→ **KUTIPAN TEKS**
::::

Jakarta – Pegiat media sosial Teddy Gusnaidi menyebut mantan Presiden Susilo Bambang Yudhoyono (SBY) seorang buzzer. SBY kerap melontarkan pernyataan dan pandangan politik di media sosial.
Lewat akun Twitter @TeddyGusnaidi, eks dewan pakar PKPI itu mengatakan SBY disebut sebagai buzzer karena pengertian buzzer sendiri adalah pendengung. SBY kata dia kerap mendengungkan informasi dan pendapat melalui media sosial.
“SBY adalah buzzer. Tenang jangan marah-marah dulu, tentu saya menyebutkan SBY adalah buzzer bukan tanpa alasan. Karena buzzer itu artinya pendengung. SBY mendengungkan informasi dan pendapat melalui media sosial, maka SBY adalah buzzer,” tulisnya, dilihat Senin, 2 Agustus 2021.
“Ketika SBY menyebarkan informasi dan pendapat di media sosial maka beliau adalah buzzer. Makanya saya heran ketika orang-orang Partai Demokrat sibuk menuding buzzer. Itu sama saja mereka menuding SBY dan menuding diri mereka sendiri. Buzzer kok teriak buzzer?’ tukasnya.
Disebutnya lagi, SBY punya kepentingan di media sosial, begitupun yang lain. Ketika ada pendengung mendengungkan tentang hal positif dari pemerintah, maka buzzer yang tidak mendukung pemerintah mendengungkan informasi berbeda, sehingga terjadi perdebatan antar buzzer.

::::

→ **DAFTAR MATERI**
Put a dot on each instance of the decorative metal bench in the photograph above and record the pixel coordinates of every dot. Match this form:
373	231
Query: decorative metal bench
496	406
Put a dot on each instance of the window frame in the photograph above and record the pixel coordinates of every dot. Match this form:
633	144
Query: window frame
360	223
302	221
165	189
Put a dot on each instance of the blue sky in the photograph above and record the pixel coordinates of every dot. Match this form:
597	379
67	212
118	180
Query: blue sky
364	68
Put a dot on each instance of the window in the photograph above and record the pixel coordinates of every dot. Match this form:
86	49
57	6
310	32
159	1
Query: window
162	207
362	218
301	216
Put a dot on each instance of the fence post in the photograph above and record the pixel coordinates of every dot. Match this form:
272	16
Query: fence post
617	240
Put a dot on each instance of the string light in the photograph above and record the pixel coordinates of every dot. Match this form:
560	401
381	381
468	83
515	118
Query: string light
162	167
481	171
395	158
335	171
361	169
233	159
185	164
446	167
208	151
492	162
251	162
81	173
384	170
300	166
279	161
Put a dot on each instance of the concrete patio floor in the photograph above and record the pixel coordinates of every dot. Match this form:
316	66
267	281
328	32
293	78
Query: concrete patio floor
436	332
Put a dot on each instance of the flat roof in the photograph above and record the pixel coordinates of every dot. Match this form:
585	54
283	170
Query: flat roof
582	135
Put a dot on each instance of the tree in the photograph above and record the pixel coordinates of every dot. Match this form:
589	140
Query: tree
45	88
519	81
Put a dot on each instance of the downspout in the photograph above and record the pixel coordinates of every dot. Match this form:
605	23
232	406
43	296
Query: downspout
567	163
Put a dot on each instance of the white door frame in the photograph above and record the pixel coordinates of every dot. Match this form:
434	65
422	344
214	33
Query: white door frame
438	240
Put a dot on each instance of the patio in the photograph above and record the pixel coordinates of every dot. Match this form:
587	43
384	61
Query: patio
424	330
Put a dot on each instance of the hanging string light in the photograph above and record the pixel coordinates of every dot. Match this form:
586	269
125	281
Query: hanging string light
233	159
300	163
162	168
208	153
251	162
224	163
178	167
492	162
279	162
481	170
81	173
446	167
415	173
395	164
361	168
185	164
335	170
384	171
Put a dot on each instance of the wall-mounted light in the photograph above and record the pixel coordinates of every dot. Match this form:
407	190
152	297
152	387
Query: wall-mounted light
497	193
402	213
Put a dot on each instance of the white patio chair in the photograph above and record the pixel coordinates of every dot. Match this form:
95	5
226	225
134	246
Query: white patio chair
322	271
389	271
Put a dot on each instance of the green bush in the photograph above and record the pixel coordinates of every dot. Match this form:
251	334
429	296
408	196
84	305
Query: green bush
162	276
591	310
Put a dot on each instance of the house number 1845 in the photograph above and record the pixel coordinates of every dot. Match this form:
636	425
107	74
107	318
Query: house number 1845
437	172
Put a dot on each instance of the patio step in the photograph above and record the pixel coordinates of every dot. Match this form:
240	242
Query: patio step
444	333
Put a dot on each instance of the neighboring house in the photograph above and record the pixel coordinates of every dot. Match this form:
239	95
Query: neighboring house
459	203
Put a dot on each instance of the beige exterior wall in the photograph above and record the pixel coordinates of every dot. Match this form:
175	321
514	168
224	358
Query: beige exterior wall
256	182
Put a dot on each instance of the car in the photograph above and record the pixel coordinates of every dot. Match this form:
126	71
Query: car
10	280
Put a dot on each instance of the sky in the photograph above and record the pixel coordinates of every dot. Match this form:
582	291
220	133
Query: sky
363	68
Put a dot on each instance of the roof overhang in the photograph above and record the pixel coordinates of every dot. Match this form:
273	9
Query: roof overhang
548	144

::::

→ **TUGAS ANDA**
1. Dalam kutipan tentang sebutan buzzer bagi SBY, apa arti kata "buzzer" menurut Teddy Gusnaidi?
2. Sebutkan semua nama orang dan lembaga yang muncul dalam kutipan tentang sebutan buzzer bagi SBY. Nama media sosial dan nama akun tidak perlu dihitung.
3. Teruskan kutipan berita tentang sebutan buzzer bagi SBY setelah kalimat terakhirnya.

→ **JAWABAN PER TUGAS**
1. Pendengung.

2. Teddy Gusnaidi, Susilo Bambang Yudhoyono (SBY), PKPI, Partai Demokrat

3.
Saya tidak pernah menuduh itu buzzer Demokrat atau bayaran Demokrat, karena tidak ada bukti
Teddy menyebut, setiap orang punya kepentingan sebagai pendengung di media sosial. Ada yang mendengungkan tentang politik, produk, karya musik, film dan sebagainya. Konten yang dibuat beragam dan tentu kepentingannya agar dilihat pendengung yang lain di media sosial.
“Dalam diskusi di sebuah TV Swasta nasional, saya mencecar Budi Setyarso, Pemred Media Tempo terkait buzzer Pemerintah. Beliau tdk mampu menjelaskan dan membuktikan soal itu dalam opini yg telah dirilis Tempo. Saya saat itu sangat menyayangkan media sebesar tempo melakukan hal tsb,” ujarnya.
Dalam diskusi tersebut, Teddy juga mengatakan bahwa kita semua sedang membicarakan diri sendiri, karena kita semua yang ada dalam ruangan diskusi tersebut adalah buzzer. Tidak ada satupun di ruangan itu yang membantah hal tersebut, karena memang kita semua adalah pendengung.
Itu sebabnya, kata dia, buzzer dari Partai Demokrat atau pendukung Partai Demokrat punya opini sendiri. Buzzer yang lain punya opini lain juga sehingga beradu opini, bahkan akhirnya ada yang sampai saling menghujat dalam adu opini.
“Jadi aneh saja jika buzzer demokrat misalnya menuding orang lain adalah buzzer,” tukasnya.
“Soal apakah buzzer Partai Demokrat atau pendukungnya dibayar atau tidak, itu saya tidak tahu, tidak boleh juga menuduh tanpa ada bukti, sama seperti Media Tempo membuat opini soal buzzer pemerintah tapi tidak bisa mereka buktikan opini mereka tersebut,” katanya.
Teddy mengaku, sering ketika habis mengomentari statement para tokoh Partai Demokrat, di jam tertentu tiba-tiba secara berjamaah menyerang dirinya di media sosial dan selesainya pun secara berjamaah.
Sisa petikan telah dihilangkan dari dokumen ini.